=== PASSAGE PROVIDED ===

A cross-sectional study was performed from January to May 2009 in the ear, nose, and throat (ENT) service of the University Hospital and Saint Joseph Hospital of Kinshasa. The Saint Joseph Hospital is the referral hospital of >20 primary medical centers scattered through Kinshasa.[8] During the study period, consecutive outpatients presenting with nasal symptoms related to rhinitis/rhinosinusitis were included. The exclusion criteria were common cold, use of antihistamines within 5 days before consultation, and patients who did not agree with the study protocol. The Research Section of the Medical School of Kinshasa University and the head committee of each hospital approved the study protocol. Furthermore, patients or parents gave an informed consent before enrollment. Two patients were excluded for dermatographism. Of 423 remaining patients, 74.2% were from University Hospital and 25.8% were from Saint Joseph Hospital.

Questionnaires and Clinical Examination

A questionnaire was administered about age, sex, study level, profession, active/passive smoking, number of rooms and persons in household, keeping cat/dog, having fan/air conditioning, presence of tress/flowers around house, and family/personal history of atopy. We recorded information on medical antecedents such as asthma, rhinoconjunctivitis, eczema, and tuberculosis. Finally, the patient's complaints have been registered. The level of symptoms related to allergy was reported on a visual analog scale (VAS). [9,10] To categorize AR[3] according to the duration of symptoms, the number of days per weeks and weeks per year with symptoms was reported. The severity was evaluated by questioning the patient's quality of life: sleep, leisure/sport, daily activities, work, and school attendance.

Allergy Testing

SPTs were performed with 15 allergens (Stallergenes, Waterloo, Belgium). The allergen extracts included Dermatophagoides pteronyssinus (DPT), grass pollen mix, artemisia vulgaris, Parietaria judaica, Cupressus sempervirens, dog, cat, guinea pig, rabbit, cockroach, crab, soybean, wheat flour, Alternaria alternata, and Aspergillus mix. Histamine dihydrochloride at 10 mg and saline were used as positive and negative control, respectively. The drop of each allergen was placed on the volar side of the forearm, and a sterile lancet was pressed for at least 1 second through the allergen's drop by one trained nurse. Fifteen minutes after, one ENT specialist evaluated the mean size of the cutaneous reaction.[11] A positive reaction was defined as a mean weal diameter of ≥3 mm.

=== TASK ITEM ===
Please answer from the rhinitis study passage:
(a) How many patients remained in the study after exclusions?
(b) What was reported on a visual analog scale?
(c) What mean weal diameter counted as a positive skin prick test reaction?

=== THE DATA ===

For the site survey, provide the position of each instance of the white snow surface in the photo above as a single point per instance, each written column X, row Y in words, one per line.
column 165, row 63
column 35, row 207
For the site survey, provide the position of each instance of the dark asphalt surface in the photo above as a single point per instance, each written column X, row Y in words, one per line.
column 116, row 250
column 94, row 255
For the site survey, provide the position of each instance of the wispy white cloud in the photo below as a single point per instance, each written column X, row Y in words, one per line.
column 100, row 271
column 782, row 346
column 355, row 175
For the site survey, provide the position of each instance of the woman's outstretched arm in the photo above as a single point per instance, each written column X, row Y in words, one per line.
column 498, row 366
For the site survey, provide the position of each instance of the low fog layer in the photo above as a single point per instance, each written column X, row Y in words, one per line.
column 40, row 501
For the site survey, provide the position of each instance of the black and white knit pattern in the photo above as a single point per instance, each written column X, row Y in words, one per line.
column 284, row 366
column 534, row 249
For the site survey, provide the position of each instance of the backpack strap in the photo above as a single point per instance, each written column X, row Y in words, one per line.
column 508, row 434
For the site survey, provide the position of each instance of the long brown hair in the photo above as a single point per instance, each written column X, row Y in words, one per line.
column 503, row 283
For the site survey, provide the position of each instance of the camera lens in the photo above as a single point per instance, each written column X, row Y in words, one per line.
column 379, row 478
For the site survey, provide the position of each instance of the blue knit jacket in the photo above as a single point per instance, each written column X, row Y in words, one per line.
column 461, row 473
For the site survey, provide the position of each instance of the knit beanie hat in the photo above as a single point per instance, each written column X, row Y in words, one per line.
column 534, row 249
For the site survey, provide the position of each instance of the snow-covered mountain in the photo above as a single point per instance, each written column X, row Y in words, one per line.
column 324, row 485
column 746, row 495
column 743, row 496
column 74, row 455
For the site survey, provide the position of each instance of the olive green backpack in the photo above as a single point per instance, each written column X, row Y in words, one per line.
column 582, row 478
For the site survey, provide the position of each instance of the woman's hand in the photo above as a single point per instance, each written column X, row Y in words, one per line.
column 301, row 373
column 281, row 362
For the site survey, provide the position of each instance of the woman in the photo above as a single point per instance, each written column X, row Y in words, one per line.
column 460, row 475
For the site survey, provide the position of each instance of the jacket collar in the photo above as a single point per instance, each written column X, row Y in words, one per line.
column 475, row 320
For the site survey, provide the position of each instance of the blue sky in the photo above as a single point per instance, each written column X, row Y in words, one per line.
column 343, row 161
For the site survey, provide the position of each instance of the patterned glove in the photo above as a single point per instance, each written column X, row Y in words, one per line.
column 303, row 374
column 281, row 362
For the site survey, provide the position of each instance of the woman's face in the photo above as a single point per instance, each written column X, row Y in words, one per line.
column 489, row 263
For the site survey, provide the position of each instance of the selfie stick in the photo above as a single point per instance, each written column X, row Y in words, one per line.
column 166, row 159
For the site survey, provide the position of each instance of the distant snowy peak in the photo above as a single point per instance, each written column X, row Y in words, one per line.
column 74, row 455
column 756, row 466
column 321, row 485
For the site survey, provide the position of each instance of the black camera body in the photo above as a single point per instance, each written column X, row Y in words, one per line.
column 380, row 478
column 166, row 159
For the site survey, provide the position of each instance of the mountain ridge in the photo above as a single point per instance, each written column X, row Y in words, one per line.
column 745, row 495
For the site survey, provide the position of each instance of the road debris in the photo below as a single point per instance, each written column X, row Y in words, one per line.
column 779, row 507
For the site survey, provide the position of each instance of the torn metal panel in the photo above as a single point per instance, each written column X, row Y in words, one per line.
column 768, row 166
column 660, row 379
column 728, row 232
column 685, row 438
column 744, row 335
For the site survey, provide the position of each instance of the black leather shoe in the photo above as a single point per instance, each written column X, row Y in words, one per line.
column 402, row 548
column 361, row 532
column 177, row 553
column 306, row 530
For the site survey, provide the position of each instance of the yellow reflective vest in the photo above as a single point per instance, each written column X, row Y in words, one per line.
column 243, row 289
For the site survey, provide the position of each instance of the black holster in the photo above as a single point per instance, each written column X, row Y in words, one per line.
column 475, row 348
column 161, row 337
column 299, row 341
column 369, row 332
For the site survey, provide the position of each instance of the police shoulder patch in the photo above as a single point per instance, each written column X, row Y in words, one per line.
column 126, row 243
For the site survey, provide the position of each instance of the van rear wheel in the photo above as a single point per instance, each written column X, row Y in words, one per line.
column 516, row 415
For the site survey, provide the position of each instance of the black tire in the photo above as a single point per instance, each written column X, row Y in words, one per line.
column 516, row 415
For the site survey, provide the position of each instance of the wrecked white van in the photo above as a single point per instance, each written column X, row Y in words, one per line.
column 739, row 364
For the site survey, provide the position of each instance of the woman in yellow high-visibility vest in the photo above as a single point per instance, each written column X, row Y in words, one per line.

=== OUTPUT FOR THIS TASK ===
(a) 423 patients.
(b) The level of symptoms related to allergy.
(c) A mean weal diameter of ≥3 mm.